- **Given task**: Starting at the line that contains "Task: indicate the water" and continuing through the end of the records, reproduce every line, requests included, but add 14 to each coordinate in the answer points, leaving the numbers in the requests and their format samples unchanged. Omit the pictures from your output.

[Rows from a dataset]
================

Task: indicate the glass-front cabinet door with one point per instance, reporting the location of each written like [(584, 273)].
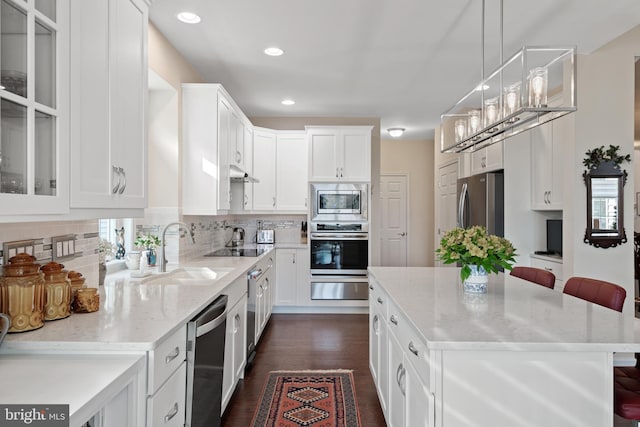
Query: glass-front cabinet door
[(33, 118)]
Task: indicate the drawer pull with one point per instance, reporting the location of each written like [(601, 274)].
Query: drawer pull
[(172, 413), (169, 357), (412, 348)]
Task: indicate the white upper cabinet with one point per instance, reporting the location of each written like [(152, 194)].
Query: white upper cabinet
[(215, 133), (487, 159), (264, 169), (546, 167), (108, 84), (339, 153), (291, 171), (226, 134), (34, 150), (280, 163)]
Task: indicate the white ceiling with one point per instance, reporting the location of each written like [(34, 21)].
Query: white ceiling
[(405, 61)]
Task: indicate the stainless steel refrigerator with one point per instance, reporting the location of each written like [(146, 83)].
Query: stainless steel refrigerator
[(481, 202)]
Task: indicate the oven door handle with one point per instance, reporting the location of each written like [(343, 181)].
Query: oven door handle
[(340, 236)]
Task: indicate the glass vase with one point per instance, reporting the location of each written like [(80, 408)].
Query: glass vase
[(477, 281)]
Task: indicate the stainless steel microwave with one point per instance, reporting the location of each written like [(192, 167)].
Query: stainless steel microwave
[(339, 202)]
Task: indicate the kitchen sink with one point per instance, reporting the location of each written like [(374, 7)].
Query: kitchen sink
[(187, 275)]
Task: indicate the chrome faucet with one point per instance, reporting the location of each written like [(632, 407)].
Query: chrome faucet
[(162, 259)]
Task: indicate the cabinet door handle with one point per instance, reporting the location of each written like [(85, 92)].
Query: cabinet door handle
[(412, 348), (172, 413), (175, 353), (124, 184), (114, 169), (400, 373)]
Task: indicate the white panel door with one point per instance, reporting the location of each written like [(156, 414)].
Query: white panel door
[(447, 202), (393, 235)]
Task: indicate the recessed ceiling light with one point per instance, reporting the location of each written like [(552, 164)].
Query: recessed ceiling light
[(188, 17), (395, 132), (273, 51)]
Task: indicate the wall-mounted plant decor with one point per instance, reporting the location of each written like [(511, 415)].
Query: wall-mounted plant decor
[(605, 196)]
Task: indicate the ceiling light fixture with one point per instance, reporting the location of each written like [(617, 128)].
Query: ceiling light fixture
[(395, 132), (188, 17), (273, 51), (534, 86)]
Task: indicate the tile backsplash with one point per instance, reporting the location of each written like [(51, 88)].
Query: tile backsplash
[(85, 258), (210, 233)]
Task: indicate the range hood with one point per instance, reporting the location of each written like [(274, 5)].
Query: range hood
[(238, 175)]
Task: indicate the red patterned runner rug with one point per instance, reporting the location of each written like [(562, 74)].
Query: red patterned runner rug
[(308, 398)]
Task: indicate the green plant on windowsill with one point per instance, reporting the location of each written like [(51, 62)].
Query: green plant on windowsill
[(599, 155), (147, 241), (474, 246)]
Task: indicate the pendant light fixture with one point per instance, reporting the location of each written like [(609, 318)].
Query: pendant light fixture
[(535, 85)]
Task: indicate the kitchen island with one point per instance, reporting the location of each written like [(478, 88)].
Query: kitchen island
[(519, 355)]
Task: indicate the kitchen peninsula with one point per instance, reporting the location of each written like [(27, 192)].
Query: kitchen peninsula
[(132, 351), (519, 355)]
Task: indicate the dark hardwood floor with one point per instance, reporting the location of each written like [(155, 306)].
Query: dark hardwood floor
[(309, 341)]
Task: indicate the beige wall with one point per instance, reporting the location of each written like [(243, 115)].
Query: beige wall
[(298, 123), (415, 158), (165, 124), (605, 116)]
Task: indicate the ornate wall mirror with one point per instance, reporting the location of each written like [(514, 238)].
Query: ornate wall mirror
[(605, 197)]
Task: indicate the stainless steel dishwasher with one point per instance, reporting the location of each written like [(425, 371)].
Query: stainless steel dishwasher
[(205, 363)]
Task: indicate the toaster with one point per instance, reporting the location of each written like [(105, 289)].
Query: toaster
[(265, 236)]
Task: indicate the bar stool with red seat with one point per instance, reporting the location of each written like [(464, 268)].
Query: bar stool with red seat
[(535, 275), (596, 291)]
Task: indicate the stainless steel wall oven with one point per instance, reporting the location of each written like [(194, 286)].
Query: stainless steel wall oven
[(339, 260)]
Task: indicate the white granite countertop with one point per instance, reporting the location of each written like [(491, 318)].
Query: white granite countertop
[(80, 381), (513, 315), (132, 316)]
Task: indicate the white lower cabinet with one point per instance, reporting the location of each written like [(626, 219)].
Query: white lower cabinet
[(399, 365), (167, 406), (264, 295), (166, 385), (236, 332), (378, 345), (292, 276)]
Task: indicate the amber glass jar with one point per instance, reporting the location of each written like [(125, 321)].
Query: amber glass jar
[(58, 291), (22, 293), (87, 300)]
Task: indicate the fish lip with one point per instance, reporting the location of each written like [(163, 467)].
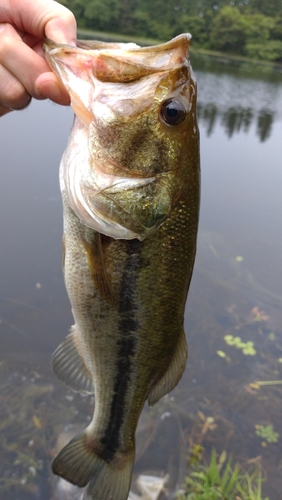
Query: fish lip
[(49, 45)]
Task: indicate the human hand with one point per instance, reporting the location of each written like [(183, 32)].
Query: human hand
[(24, 72)]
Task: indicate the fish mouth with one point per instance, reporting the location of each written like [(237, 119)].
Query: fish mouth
[(119, 62)]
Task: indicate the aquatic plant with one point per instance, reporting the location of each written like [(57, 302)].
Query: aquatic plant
[(267, 433), (247, 347), (211, 483), (219, 481)]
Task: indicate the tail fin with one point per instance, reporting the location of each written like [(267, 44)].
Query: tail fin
[(80, 465)]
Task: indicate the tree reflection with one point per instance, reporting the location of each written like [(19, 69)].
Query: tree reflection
[(235, 120), (264, 124)]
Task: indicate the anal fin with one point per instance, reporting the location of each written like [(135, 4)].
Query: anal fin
[(69, 366), (173, 373), (79, 463)]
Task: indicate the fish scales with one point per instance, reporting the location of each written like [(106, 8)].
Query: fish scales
[(130, 187)]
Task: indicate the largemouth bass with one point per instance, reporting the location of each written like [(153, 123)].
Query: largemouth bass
[(130, 187)]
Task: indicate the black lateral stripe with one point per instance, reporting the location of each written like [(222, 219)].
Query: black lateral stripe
[(126, 345)]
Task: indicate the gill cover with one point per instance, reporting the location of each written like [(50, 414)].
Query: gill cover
[(114, 88)]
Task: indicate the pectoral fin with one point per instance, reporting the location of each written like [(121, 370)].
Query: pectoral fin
[(69, 366), (173, 373)]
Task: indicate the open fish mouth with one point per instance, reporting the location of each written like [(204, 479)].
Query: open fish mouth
[(125, 98)]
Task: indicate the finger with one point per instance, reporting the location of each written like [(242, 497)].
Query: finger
[(47, 84), (41, 18), (15, 57), (4, 110), (13, 94)]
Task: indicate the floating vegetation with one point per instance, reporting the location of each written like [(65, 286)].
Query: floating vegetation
[(267, 433), (247, 347), (219, 480)]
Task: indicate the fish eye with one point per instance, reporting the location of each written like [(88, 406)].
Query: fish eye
[(173, 112)]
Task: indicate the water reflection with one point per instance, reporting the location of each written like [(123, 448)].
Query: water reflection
[(237, 103), (235, 120)]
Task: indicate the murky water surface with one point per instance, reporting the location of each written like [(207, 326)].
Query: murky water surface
[(232, 386)]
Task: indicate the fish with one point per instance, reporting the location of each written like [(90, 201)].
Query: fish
[(129, 179)]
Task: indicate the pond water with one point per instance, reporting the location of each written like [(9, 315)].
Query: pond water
[(231, 390)]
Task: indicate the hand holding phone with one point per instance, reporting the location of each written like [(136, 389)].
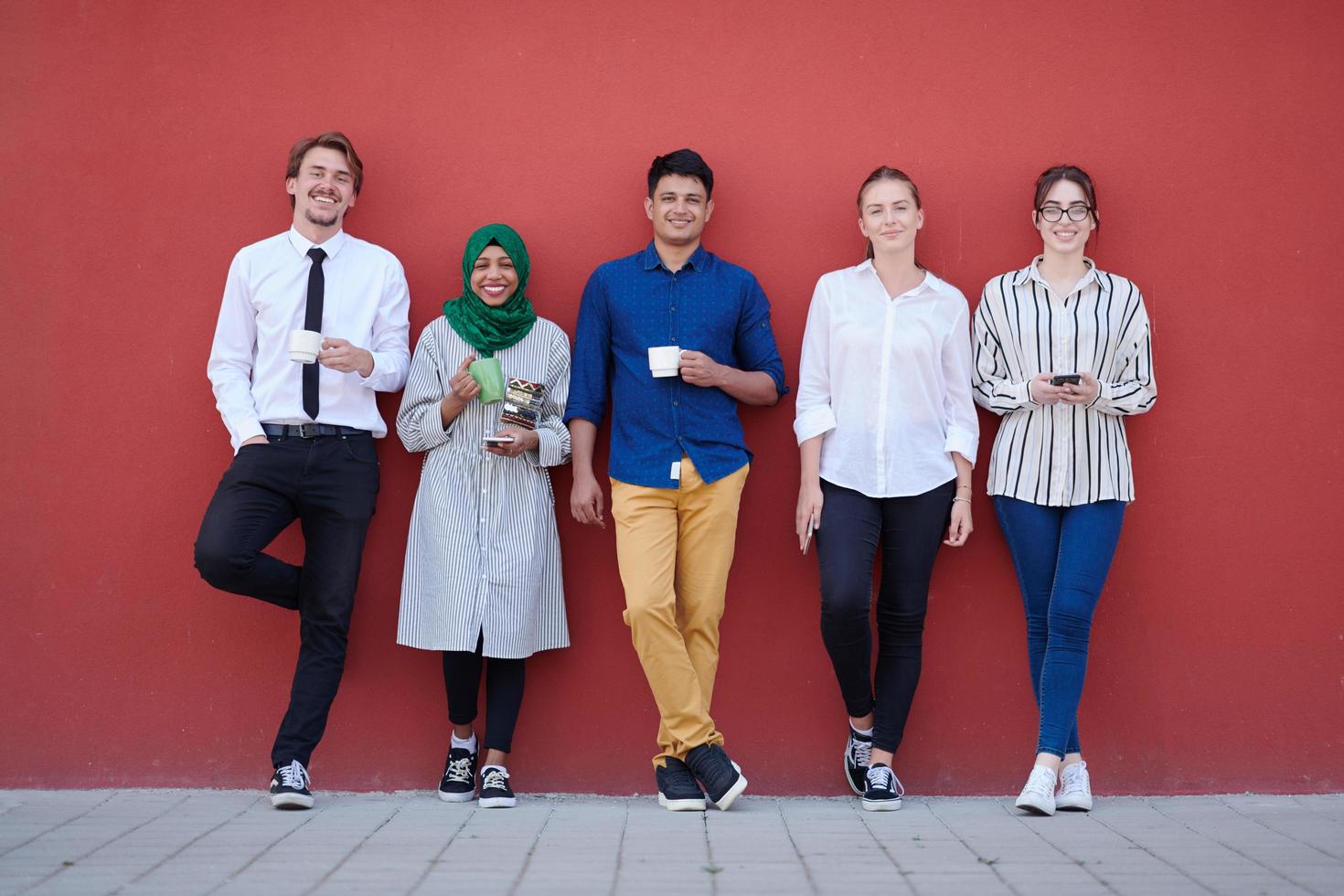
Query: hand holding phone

================

- **Solution for this exercise**:
Task: indicate the water reflection with one point per instance, reporting the location of each written like [(123, 448)].
Query: water reflection
[(251, 117), (249, 134)]
Task: indicate the murky water surface with one point per instance, reporting the location of each written like [(207, 326)].
Query: murky water surface
[(246, 400)]
Task: indicate the fish with one point per instance, reporting the location of each written like [(90, 201)].
Query: fish
[(143, 193)]
Task: indicate the pond water with one point per instance, reporting the location of each written like [(9, 315)].
Query: pond water
[(245, 404)]
Task: indicate the hand holding phone with one point per instance, reporting the location of each written like [(136, 389)].
Query: hand holding phone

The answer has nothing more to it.